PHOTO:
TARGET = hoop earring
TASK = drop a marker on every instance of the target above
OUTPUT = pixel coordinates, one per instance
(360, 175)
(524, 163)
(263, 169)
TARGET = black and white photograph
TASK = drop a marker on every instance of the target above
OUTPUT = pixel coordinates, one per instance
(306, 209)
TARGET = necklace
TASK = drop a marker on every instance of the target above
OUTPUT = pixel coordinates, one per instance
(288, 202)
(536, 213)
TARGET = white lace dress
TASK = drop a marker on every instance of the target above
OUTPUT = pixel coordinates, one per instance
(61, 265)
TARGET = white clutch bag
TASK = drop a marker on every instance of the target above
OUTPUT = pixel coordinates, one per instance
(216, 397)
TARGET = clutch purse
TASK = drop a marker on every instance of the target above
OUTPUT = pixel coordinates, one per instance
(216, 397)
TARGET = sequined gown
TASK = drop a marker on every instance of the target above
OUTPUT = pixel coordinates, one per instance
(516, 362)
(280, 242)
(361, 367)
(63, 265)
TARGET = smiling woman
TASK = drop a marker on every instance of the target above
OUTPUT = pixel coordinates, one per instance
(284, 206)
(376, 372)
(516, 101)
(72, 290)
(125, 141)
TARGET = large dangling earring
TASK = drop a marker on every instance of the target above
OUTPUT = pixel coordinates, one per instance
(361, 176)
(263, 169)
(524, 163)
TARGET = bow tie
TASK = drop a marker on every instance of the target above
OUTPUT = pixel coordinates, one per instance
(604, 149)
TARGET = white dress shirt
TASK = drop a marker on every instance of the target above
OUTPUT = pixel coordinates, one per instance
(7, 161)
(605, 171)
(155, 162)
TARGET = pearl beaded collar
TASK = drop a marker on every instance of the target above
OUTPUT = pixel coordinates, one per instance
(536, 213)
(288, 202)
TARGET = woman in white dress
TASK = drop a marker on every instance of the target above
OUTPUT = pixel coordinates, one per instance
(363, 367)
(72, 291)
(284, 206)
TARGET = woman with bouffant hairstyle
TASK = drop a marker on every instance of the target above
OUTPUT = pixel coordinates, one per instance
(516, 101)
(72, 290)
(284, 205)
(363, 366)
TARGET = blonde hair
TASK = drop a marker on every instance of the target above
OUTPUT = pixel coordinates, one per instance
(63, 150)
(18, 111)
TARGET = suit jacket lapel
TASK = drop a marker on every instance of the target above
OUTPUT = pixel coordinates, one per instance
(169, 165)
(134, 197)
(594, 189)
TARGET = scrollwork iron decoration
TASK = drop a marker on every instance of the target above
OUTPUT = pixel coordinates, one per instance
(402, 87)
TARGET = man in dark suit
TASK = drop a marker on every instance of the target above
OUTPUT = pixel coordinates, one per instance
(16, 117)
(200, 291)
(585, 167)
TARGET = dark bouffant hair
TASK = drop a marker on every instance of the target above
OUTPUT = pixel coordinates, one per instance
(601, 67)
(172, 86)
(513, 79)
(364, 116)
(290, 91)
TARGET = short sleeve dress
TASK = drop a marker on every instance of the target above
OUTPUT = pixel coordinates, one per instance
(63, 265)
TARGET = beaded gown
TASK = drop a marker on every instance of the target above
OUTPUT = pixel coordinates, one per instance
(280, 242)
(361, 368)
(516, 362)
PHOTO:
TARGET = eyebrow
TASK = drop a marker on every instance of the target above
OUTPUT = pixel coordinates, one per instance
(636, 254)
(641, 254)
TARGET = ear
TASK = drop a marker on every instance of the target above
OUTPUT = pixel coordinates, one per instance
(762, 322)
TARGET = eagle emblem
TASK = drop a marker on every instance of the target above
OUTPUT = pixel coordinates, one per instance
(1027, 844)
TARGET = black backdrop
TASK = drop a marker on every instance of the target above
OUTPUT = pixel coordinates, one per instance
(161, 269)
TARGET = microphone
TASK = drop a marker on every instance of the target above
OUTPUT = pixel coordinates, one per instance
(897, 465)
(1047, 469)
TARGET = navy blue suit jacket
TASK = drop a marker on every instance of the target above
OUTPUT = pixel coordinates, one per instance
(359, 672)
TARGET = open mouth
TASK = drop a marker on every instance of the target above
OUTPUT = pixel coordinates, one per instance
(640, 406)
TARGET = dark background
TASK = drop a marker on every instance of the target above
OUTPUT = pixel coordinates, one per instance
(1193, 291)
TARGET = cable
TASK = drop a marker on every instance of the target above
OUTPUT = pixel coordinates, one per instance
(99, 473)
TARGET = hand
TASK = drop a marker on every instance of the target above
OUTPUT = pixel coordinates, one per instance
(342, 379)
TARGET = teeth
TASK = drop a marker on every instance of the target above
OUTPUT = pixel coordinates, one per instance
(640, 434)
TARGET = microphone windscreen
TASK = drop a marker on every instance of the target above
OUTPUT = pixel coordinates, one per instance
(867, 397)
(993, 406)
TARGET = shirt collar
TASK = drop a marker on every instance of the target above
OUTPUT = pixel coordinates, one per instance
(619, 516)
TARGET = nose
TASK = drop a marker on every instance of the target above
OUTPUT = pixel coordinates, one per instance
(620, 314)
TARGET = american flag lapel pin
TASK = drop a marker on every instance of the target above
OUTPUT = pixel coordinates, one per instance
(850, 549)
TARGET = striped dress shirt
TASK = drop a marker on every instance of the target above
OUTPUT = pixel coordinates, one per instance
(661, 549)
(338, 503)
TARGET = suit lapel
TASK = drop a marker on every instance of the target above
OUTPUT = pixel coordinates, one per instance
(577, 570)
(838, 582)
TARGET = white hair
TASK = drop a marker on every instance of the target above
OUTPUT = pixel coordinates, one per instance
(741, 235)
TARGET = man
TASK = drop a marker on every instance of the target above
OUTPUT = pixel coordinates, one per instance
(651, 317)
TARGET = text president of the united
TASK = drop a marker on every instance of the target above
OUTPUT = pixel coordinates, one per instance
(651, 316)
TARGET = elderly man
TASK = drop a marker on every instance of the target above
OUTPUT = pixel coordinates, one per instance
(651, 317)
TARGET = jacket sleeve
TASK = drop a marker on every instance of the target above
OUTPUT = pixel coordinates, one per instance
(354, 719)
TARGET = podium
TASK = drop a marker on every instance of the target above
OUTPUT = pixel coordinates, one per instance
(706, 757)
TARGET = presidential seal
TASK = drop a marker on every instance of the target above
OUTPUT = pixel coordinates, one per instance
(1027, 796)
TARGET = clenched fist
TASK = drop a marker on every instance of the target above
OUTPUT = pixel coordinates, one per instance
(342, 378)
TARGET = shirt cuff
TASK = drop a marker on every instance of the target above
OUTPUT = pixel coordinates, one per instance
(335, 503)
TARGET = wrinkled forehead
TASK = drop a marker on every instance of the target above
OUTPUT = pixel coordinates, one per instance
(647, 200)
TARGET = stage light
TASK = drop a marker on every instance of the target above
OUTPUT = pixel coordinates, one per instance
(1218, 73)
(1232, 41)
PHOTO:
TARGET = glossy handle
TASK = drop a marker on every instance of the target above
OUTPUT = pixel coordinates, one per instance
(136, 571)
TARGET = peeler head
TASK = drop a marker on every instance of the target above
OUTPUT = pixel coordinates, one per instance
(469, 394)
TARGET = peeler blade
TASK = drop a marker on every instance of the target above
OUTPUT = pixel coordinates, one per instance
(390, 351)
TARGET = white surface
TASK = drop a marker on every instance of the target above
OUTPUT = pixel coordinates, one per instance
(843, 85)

* * *

- Aim: Exactly reproduce every line found in the records.

- Solution for this problem:
PHOTO:
TARGET = hoop earring
TASK = drop a marker on every instance of the target above
OUTPUT = pixel coordinates, one per instance
(360, 175)
(524, 163)
(263, 169)
TARGET = black and white photograph
TASK = drop a marker on every instance of the target above
OUTPUT = pixel coordinates, one per instance
(306, 209)
TARGET = necklace
TASK = drop a marker on every instance of the target above
OUTPUT = pixel coordinates, one per instance
(288, 202)
(536, 213)
TARGET = white lace dress
TASK = drop a marker on every instance of the target above
OUTPUT = pixel coordinates, one per instance
(61, 265)
TARGET = white clutch bag
TASK = drop a marker on every instance of the target above
OUTPUT = pixel coordinates, one per instance
(216, 397)
TARGET = clutch purse
TASK = drop a marker on every instance of the target above
OUTPUT = pixel coordinates, one per instance
(216, 397)
TARGET = sequined gown
TASK = drop a marker on every instance of the target above
OUTPUT = pixel coordinates, one per instance
(516, 362)
(280, 242)
(361, 367)
(63, 265)
TARGET = smiling woman
TASK = drop a marker on every instance of the target above
OUTPUT = pixel coordinates, one per instance
(284, 206)
(376, 372)
(516, 101)
(72, 290)
(125, 141)
TARGET = large dangling earring
TASK = drop a marker on every instance of the target above
OUTPUT = pixel coordinates, one per instance
(361, 176)
(263, 169)
(524, 163)
TARGET = bow tie
TASK = drop a marker on every instance of the target above
OUTPUT = pixel coordinates, one per instance
(604, 149)
TARGET = white dress shirt
TASK = drop a marker on every instance of the target above
OUTPUT = pixel coordinates, one per instance
(7, 161)
(605, 171)
(155, 162)
TARGET = pearl beaded collar
TASK = drop a marker on every instance of the target above
OUTPUT = pixel coordinates, one per instance
(536, 213)
(288, 202)
TARGET = woman in white dress
TASK = drop a marker on every instance of the target above
OUTPUT = pixel coordinates, one per instance
(363, 367)
(72, 291)
(284, 206)
TARGET = woman with bouffant hairstyle
TASK = drop a marker on every instance of the target above
OUTPUT = pixel coordinates, one per instance
(516, 101)
(72, 290)
(284, 205)
(363, 366)
TARGET = blonde hair
TASK = drop a marker on every instance of the target above
OUTPUT = pixel coordinates, one per instance
(63, 150)
(18, 111)
TARGET = suit jacket lapel
TASK = drop a marker on every instance of the target above
OUTPUT = pixel coordinates, one per instance
(169, 165)
(134, 197)
(594, 189)
TARGET = scrollwork iron decoration
TASK = drop a marker on every instance of the target above
OUTPUT = pixel coordinates, one per instance
(402, 87)
TARGET = man in dark suit
TASK = drop a marker on every instance of the target above
OUTPUT = pixel coordinates, one per instance
(16, 117)
(200, 291)
(585, 167)
TARGET = dark bouffant hair
TASK = drop a marker on every instance of the target above
OUTPUT = pixel coordinates, one per instance
(601, 67)
(172, 86)
(513, 79)
(364, 116)
(290, 91)
TARGET = short sleeve dress
TASK = drop a marker on every instance of the target above
OUTPUT = pixel coordinates, one per instance
(63, 265)
TARGET = beaded gown
TASK = drop a marker on every instance of the target above
OUTPUT = pixel coordinates, one per instance
(280, 242)
(361, 368)
(516, 362)
PHOTO:
TARGET = eyebrow
TASK = drop a marker on every instance of the target above
OUTPUT = pixel coordinates, one per instance
(636, 254)
(641, 254)
TARGET = ear
TASK = drop a marker on every instance of the target above
OUTPUT = pixel coordinates, one per instance
(762, 322)
TARGET = eagle emblem
TASK = drop a marker on every instance of the target above
OUTPUT = pixel coordinates, one per instance
(1027, 844)
TARGET = black backdrop
TASK = drop a marker on every instance of the target above
OUTPUT = pixel coordinates, one per instance
(161, 269)
TARGET = microphone
TASK = drop a marker on every instance of the target above
OUTPUT = pixel coordinates, one per instance
(897, 465)
(1047, 469)
TARGET = navy blue suit jacket
TASK = drop a marker on every instance of the target above
OUTPUT = pixel coordinates, one per instance
(359, 672)
TARGET = open mouth
TASK = drop a marker on every instance of the target above
OUTPUT = pixel coordinates, one per instance
(640, 406)
TARGET = dark background
TASK = drop a marker on every instance of the target above
OUTPUT = pixel coordinates, one per instance
(1193, 291)
TARGET = cable
TASK = drop a marker on every instance of the target above
OUTPUT = pixel coordinates, one per instance
(99, 473)
TARGET = hand
TASK = drop a marker on every instance of the target above
OUTPUT = pixel coordinates, one per instance
(342, 379)
TARGET = teeth
TASK = drop a marker on every instance of the target above
OUTPUT = pixel coordinates, one per instance
(640, 434)
TARGET = microphone windscreen
TASK = drop a marker on every instance of the target above
OUTPUT = pixel coordinates, one per instance
(867, 397)
(993, 406)
TARGET = shirt collar
TASK = drop a marker on every instance of the target above
OUTPUT = pixel coordinates, one per instance
(619, 516)
TARGET = nose
TASK = drop a marker on every instance of the target above
OUTPUT = pixel coordinates, one per instance
(620, 314)
TARGET = american flag lapel pin
TASK = drop a marker on every instance of the target above
OUTPUT = pixel coordinates, one per instance
(850, 549)
TARGET = striped dress shirt
TASK = drop a marker on every instance of the target above
OUTPUT = pixel coordinates, one per instance
(661, 549)
(338, 503)
TARGET = suit lapel
TASK = drop a marker on every instance of the target above
OUTPUT = pixel coordinates, one per instance
(577, 570)
(838, 582)
TARGET = white hair
TASK = drop a marker on every instance of the target above
OUTPUT = pixel coordinates, one per instance
(741, 235)
TARGET = man
TASK = drop a marker on every instance of the target above
OUTPUT = pixel coordinates, one per instance
(651, 317)
TARGET = text president of the united
TASK = drop a marker on every instance of the target above
OUTPUT = pixel coordinates, one per instance
(651, 316)
TARGET = elderly man
TASK = drop a marker on every instance of the target above
OUTPUT = pixel coordinates, one per instance
(651, 317)
TARGET = jacket sleeve
TASK = drop a marker on every instance of the target above
OUTPUT = pixel coordinates, one per instance
(354, 719)
TARGET = podium
TASK = drop a marker on every instance of the target above
OUTPUT = pixel coordinates, one per instance
(706, 757)
TARGET = presidential seal
TASK = drop a marker on every instance of the target above
OUTPUT = pixel coordinates, one per instance
(1027, 796)
TARGET = clenched fist
TASK = drop a marker on every instance of the target above
OUTPUT = pixel coordinates, one per instance
(342, 378)
TARGET = shirt cuff
TASK = drop a marker on every instance of the target above
OUTPUT = pixel coordinates, one per instance
(335, 503)
TARGET = wrinkled forehead
TASK = drop a marker on every instance of the target above
OUTPUT = pixel coordinates, one per instance
(647, 200)
TARGET = stage light
TASK = drop a marker on every instance of the target above
OUTPUT = pixel coordinates, one per instance
(1218, 73)
(1232, 41)
PHOTO:
TARGET = glossy handle
TASK = drop a marker on every instance of the target above
OUTPUT = pixel coordinates, one per instance
(136, 571)
TARGET = peeler head
TASK = drop a marker on every instance of the target above
OUTPUT = pixel coordinates, one per instance
(469, 394)
TARGET = peeler blade
TASK = drop a marker on every instance of the target above
OUTPUT = pixel coordinates, one per instance
(390, 351)
TARGET = white surface
TASK = drop a marker on every instance of the target above
OUTPUT = pixel coordinates, one per instance
(843, 85)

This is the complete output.